* [TASK TO COMPLETE]:
Each record that follows should be repeated exactly, with no pictures carried over.
** RAW DATA follows **
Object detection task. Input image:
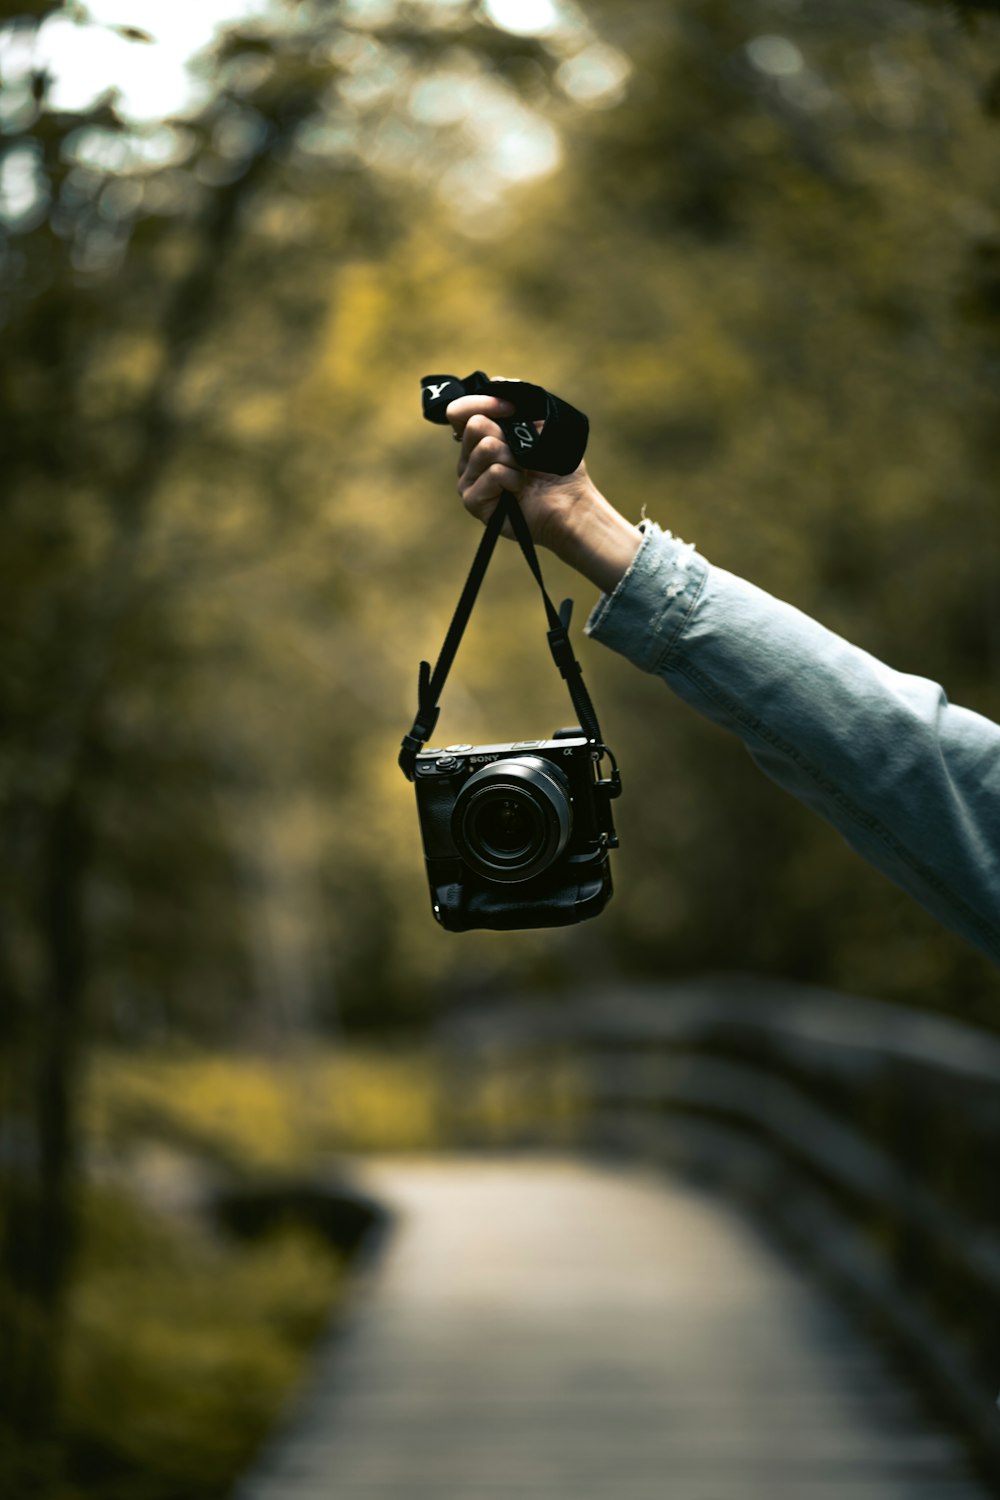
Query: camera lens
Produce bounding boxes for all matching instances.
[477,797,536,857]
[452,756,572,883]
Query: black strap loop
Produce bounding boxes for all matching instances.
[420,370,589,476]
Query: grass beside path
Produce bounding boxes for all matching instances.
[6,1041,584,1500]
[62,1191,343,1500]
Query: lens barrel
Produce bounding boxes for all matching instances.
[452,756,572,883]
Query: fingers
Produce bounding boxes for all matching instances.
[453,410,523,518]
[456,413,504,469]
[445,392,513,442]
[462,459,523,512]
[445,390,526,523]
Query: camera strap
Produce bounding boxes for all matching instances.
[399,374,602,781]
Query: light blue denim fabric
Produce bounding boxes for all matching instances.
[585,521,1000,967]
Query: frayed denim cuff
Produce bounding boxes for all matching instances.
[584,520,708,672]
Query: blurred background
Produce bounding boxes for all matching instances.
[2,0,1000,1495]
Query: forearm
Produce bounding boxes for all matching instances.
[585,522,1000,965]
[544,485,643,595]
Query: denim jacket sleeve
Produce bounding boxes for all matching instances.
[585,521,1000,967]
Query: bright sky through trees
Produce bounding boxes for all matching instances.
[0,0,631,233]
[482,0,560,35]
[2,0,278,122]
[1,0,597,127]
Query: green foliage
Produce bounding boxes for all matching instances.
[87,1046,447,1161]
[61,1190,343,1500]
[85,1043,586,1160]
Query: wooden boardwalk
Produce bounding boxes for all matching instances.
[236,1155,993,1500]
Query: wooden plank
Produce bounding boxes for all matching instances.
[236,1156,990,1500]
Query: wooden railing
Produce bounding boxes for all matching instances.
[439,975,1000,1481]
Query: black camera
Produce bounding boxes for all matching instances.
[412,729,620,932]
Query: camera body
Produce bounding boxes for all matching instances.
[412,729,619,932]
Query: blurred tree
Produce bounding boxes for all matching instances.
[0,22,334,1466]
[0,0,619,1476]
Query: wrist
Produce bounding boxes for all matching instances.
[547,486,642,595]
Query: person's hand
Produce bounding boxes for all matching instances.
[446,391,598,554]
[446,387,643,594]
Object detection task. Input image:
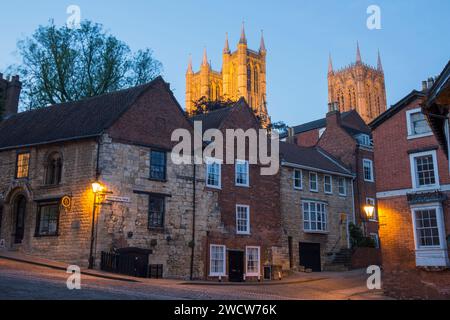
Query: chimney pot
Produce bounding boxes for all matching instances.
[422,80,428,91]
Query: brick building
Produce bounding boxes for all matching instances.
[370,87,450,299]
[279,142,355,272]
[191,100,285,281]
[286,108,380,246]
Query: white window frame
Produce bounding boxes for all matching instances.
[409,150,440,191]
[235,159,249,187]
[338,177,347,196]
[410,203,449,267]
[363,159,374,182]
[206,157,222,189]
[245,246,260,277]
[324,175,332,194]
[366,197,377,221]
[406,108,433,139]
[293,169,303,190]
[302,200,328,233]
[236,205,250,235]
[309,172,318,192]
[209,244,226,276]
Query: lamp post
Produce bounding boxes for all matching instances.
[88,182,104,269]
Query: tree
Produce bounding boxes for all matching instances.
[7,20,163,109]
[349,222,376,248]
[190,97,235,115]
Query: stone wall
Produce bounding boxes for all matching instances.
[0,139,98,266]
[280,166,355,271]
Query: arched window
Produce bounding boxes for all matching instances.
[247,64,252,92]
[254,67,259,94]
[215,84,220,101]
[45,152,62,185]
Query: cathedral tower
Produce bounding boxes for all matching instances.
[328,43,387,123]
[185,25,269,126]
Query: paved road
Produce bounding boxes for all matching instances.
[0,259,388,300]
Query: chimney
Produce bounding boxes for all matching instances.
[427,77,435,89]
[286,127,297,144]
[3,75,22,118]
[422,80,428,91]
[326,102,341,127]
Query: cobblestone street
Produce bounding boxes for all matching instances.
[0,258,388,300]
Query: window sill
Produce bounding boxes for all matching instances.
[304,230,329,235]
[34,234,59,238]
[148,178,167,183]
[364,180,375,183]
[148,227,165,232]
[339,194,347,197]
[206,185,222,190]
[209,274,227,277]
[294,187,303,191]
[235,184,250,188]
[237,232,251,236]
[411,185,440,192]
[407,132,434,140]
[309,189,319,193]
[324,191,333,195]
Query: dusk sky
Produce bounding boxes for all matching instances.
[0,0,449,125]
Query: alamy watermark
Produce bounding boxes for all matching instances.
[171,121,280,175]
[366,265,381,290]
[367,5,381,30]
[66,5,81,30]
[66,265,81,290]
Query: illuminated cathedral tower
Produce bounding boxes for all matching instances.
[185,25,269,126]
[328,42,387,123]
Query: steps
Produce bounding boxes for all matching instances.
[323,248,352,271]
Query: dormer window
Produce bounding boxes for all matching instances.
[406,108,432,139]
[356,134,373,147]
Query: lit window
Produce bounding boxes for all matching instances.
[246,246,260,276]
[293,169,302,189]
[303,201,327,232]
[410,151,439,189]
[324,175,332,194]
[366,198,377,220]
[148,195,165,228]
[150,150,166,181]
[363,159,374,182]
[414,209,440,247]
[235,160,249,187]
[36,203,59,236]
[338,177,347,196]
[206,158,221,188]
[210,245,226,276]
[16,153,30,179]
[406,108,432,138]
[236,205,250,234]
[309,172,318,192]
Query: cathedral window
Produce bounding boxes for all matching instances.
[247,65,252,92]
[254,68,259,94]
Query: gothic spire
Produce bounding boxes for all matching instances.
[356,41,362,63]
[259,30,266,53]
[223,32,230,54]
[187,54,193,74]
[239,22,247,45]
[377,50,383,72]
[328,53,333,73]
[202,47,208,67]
** End of RAW DATA **
* [RESULT OF THIS TASK]:
Object detection task. Input image:
Query: camera lens
Produce bounding boxes for all matching instances.
[477,797,536,857]
[452,756,572,883]
Query: black strap loop
Produce bounding boxes for all matching instances.
[420,370,589,476]
Query: grass beside path
Produce bounding boxes for all matching instances.
[6,1041,584,1500]
[62,1191,343,1500]
Query: lens barrel
Produce bounding boxes for all matching instances.
[452,756,572,883]
Query: fingers
Produce bounding boxes for all matching instances.
[453,410,523,518]
[456,413,504,469]
[445,392,513,442]
[462,459,523,512]
[445,390,526,523]
Query: camera strap
Produce bounding boxes for all matching instances.
[399,374,602,781]
Query: light blue denim fabric
Produce bounding boxes for all matching instances.
[585,521,1000,967]
Query: frayed denim cuff
Produce bounding boxes for all matching instances.
[584,520,708,672]
Query: blurred background
Produce bounding boxes for all matching instances.
[2,0,1000,1495]
Query: forearm
Produce bounding boxes for all matching instances.
[585,522,1000,965]
[544,485,643,595]
Query: denim jacket sleeve
Produce bounding boxes for all matching instances.
[585,521,1000,967]
Query: bright sky through trees
Produce bounding boxes for all matching instances.
[0,0,631,233]
[482,0,560,35]
[2,0,278,122]
[1,0,597,127]
Query: green foliage
Produce bounding boxes for all matching instances.
[87,1046,447,1161]
[61,1190,343,1500]
[85,1043,586,1160]
Query: wooden boardwalk
Produce bounding boxes for all matching instances.
[236,1155,993,1500]
Query: wooden plank
Produce bounding boxes for all matching instances.
[236,1156,990,1500]
Query: wooden railing
Produce bounding boxes for all matching instances.
[439,975,1000,1481]
Query: black camera
Produce bounding boxes for all matching instances.
[412,729,620,932]
Query: camera body
Produce bounding boxes for all matching instances.
[412,729,619,932]
Query: blurred tree
Produce bounding boxes for all matching instances.
[0,22,334,1466]
[0,0,619,1476]
Query: wrist
Produce bounding boxes for all matching instances.
[547,486,642,595]
Query: person's hand
Produce bounding boxes for all matching instances.
[446,391,598,554]
[446,387,643,594]
Object detection task. Input image:
Query: chimney pot
Produce bounding boxes for all matching instances.
[422,80,428,91]
Query: brick building
Produce bounding boxes for all matching instances.
[370,87,450,299]
[279,142,355,272]
[191,100,285,281]
[286,108,380,246]
Query: white window frame
Produce bounding boxes for all matching instances.
[409,150,440,191]
[235,159,249,187]
[338,177,347,196]
[410,203,449,267]
[363,159,374,182]
[206,157,222,189]
[245,246,260,277]
[324,175,332,194]
[366,197,377,221]
[406,108,433,139]
[293,169,303,190]
[302,200,328,233]
[236,205,250,235]
[309,172,318,192]
[209,244,226,276]
Query: lamp post
Produce bounding boxes for all matching instances.
[88,182,104,269]
Query: tree
Produce bounding boxes for all matching instances.
[7,20,163,109]
[349,222,376,248]
[190,97,235,115]
Query: stone wall
Produce bounding boxes for all matching instances.
[0,139,98,266]
[280,166,355,271]
Query: arched window
Produce bounding boxes for all matching instances.
[247,64,252,92]
[254,67,259,94]
[215,84,220,101]
[45,152,62,185]
Query: cathedral tower
Produce bounding boxes for all matching instances.
[328,43,387,123]
[185,25,269,126]
Query: paved road
Produce bounding boxes for all matching instances.
[0,259,388,300]
Query: chimney
Produce bounding boxes for all matching instances.
[427,77,435,89]
[286,127,297,144]
[3,75,22,118]
[422,80,428,91]
[326,102,341,127]
Query: cobblestone street
Produce bounding boxes for all matching instances.
[0,258,388,300]
Query: window sill
Produce bounding boxes for all matching instances.
[304,230,329,235]
[34,234,59,238]
[148,178,167,183]
[364,180,375,183]
[148,227,165,232]
[339,194,347,197]
[206,185,222,190]
[209,274,227,277]
[294,187,303,191]
[235,184,250,188]
[237,232,251,236]
[411,185,440,192]
[407,132,434,140]
[309,189,319,193]
[324,191,333,195]
Query: dusk sky
Produce bounding boxes for all matching instances.
[0,0,449,125]
Query: alamy watermark
Produce bounding boxes for all matching instances.
[171,121,280,175]
[366,265,381,290]
[367,5,381,30]
[66,5,81,30]
[66,265,81,290]
Query: illuminated cathedral tower
Produce bounding boxes for all matching instances.
[185,25,269,126]
[328,42,387,123]
Query: steps
Produce bounding boxes for all matching instances.
[323,248,352,271]
Query: dormer window
Produce bounding boxes for all matching instances.
[406,108,432,139]
[356,134,373,147]
Query: lit window
Produce bounding boxes for all matching instances.
[246,246,260,276]
[293,169,302,189]
[303,201,327,232]
[410,151,439,189]
[324,175,332,194]
[366,198,377,220]
[148,195,165,228]
[150,150,166,181]
[363,159,374,182]
[414,209,440,247]
[235,160,249,187]
[36,203,59,236]
[338,177,347,196]
[206,158,221,188]
[210,245,226,276]
[16,153,30,179]
[406,108,432,138]
[236,205,250,234]
[309,172,318,192]
Query: cathedral window
Produce bounding boxes for all matching instances.
[247,65,252,92]
[254,68,259,94]
Query: gothic spire
Produce bounding boxes for all matching instances.
[356,41,362,63]
[259,30,266,53]
[223,32,230,54]
[187,54,193,74]
[239,22,247,45]
[377,50,383,72]
[328,53,333,73]
[202,47,208,67]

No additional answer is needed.